• Quoted text
[start]

4)       genres are types of writing that have emerged over time to address recurring situations. Each genre has particular features, conventions and structures for organizing and presenting information. Being an effective writer requires not only learning how to analyze one’s rhetorical situation and use such conventional forms strategically, but evaluating the costs and benefits of violating such conventions, and when desired, how to go about doing so.

STUDENT LEARNING OUTCOMES

USM’s Composition Program has identified specific learning outcomes for each of its first-year writing courses.  At the completion of ENG 101, students will be able to:

  • See that writing is a form of social interaction
  • Analyze rhetorical situations and make effective choices based on audience and context
  • Responsibly synthesize material from a variety of sources
  • Make claims and support them with appropriate evidence
  • Use writing to critically explore, explain, evaluate and reflect on their experiences and those of others
  • Understand and effectively use a range of genres/forms
  • Use conventions of expression appropriate to situation and audience
  • Effectively revise and provide substantive feedback to others on their writing
  • Articulate a revision strategy based on an understanding of their own writing processes
  • Recognize the importance of technology in research, writing, and other forms of social interaction

REQUIRED MATERIALS

  • Mauk, John and John Metz. The Composition of Everyday Life: A Guide to Writing, 3rd Ed.  Boston: Wadsworth/Cengage, 2010
  • A 3-ring binder and loose leaf paper
  • Folders for turning in projects
  • Regular access to Blackboard to download and print supplemental readings from the course website

RECOMMENDED MATERIALS

  • Lunsford, Andrea.  The Everyday Writer, 4th Ed. New York: Bedford/St. Martin’s, 2010

REQUIREMENTS

In order to pass both semesters of our expanded composition program, you must satisfactorily complete all of the following:

  • complete all six major writing projects, each to be submitted in a folder with any rough drafts, workshop notes and/or supporting research materials relevant to the project;
  • complete the Final Revision and Portfolio/Self-Evaluation Projects, to be submitted at the end of the fall and spring semesters (in lieu of final exams);
  • submit all required writing sketches required throughout the year.
  • maintain a response log, consisting of all in-class and informal writing assignments given as homework, which will be collected and evaluated periodically over the course of the semesters;
  • complete all reading assignments and homework; actively participate in class discussions and workshops, and maintain regular classroom attendance.
  • meet with instructor for all required individual conferences.
  • utilize USM’s Writing Center and Speaking Center as directed by instructor.

[end]

• Record excerpts
[start]

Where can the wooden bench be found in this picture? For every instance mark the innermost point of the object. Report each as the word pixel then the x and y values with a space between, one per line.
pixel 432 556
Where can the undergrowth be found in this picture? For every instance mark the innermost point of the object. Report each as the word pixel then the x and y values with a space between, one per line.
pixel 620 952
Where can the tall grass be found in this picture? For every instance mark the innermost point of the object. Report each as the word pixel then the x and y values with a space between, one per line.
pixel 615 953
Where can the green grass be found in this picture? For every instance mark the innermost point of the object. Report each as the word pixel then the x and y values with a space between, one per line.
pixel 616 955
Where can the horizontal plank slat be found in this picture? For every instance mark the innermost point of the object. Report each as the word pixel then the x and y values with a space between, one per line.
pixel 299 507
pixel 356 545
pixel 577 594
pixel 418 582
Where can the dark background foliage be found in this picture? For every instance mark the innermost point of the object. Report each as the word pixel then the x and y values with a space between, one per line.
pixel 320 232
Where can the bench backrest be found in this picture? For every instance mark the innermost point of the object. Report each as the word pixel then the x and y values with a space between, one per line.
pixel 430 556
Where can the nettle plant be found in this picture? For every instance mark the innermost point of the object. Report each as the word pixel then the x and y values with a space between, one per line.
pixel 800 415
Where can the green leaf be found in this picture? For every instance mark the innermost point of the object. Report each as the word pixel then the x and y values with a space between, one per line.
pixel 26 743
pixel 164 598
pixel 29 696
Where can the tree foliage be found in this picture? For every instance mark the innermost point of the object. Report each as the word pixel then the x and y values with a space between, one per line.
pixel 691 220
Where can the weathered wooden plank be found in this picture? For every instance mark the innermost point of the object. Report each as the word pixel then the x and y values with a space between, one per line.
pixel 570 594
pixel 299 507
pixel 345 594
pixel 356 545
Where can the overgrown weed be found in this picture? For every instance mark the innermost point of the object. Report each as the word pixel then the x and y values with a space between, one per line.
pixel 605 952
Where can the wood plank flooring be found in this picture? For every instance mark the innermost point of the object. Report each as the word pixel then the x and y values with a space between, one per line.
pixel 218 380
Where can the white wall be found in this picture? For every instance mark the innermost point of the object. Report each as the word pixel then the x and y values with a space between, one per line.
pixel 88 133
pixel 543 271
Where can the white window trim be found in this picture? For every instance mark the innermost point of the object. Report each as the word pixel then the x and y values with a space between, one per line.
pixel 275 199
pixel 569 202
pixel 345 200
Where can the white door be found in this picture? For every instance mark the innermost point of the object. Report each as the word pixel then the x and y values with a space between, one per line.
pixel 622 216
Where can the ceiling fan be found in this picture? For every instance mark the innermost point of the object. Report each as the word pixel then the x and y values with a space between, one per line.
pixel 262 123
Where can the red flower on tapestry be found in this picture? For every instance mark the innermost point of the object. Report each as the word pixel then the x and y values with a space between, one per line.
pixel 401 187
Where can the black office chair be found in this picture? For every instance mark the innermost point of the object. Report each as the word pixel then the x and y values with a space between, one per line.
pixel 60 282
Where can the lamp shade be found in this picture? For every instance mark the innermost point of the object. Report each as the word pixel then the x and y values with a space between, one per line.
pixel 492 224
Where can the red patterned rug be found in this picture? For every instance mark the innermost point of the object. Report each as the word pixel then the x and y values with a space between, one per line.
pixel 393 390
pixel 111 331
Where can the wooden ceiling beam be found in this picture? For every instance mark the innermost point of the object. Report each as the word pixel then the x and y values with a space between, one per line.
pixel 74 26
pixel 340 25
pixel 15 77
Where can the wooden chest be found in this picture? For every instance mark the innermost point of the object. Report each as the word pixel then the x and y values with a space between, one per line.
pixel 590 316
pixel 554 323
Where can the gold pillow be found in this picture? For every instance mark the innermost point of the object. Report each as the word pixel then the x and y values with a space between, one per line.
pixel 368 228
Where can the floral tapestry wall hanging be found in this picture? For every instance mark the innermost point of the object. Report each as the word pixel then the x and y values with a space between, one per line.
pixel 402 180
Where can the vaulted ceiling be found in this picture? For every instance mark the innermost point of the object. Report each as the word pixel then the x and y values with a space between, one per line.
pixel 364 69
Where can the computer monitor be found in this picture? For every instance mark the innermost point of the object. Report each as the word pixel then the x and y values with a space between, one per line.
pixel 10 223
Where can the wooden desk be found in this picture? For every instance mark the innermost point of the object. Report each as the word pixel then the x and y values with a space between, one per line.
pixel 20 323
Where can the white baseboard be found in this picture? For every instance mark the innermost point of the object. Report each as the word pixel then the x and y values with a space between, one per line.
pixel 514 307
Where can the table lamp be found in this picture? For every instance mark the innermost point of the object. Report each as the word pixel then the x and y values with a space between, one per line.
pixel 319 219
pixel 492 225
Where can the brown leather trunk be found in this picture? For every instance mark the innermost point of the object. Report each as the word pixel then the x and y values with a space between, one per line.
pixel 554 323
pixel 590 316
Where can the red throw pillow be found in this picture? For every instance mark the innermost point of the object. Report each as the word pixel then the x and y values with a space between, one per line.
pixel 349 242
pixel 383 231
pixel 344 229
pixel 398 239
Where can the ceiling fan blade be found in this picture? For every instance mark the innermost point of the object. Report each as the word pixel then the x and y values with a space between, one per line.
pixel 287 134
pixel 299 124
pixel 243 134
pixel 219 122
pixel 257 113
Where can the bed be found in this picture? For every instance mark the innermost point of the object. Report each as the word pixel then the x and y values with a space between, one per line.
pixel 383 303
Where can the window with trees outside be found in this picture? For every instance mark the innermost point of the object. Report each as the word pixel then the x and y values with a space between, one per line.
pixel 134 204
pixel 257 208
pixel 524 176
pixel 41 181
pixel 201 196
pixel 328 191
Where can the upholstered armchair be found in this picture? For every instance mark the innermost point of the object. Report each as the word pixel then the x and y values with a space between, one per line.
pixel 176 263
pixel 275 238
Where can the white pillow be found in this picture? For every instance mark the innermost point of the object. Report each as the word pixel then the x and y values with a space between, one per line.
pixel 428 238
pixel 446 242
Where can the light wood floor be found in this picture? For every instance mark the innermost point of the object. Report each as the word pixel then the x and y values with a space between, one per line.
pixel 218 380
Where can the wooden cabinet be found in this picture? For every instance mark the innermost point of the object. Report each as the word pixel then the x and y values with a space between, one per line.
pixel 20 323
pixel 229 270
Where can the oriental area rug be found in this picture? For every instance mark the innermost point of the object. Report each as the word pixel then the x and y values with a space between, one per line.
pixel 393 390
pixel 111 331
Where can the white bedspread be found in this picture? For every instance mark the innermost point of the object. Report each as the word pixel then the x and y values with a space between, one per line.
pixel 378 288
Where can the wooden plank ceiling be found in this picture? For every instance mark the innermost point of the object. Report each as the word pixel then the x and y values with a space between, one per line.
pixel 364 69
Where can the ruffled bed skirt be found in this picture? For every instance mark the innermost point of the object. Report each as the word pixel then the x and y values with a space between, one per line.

[end]

• Task to carry out
Reproduce the composition course text between "RECOMMENDED MATERIALS" and "throughout the year.", inclusive, with "rough drafts" renamed to "early drafts".

• Answer for this exercise
RECOMMENDED MATERIALS

  • Lunsford, Andrea.  The Everyday Writer, 4th Ed. New York: Bedford/St. Martin’s, 2010

REQUIREMENTS

In order to pass both semesters of our expanded composition program, you must satisfactorily complete all of the following:

  • complete all six major writing projects, each to be submitted in a folder with any early drafts, workshop notes and/or supporting research materials relevant to the project;
  • complete the Final Revision and Portfolio/Self-Evaluation Projects, to be submitted at the end of the fall and spring semesters (in lieu of final exams);
  • submit all required writing sketches required throughout the year.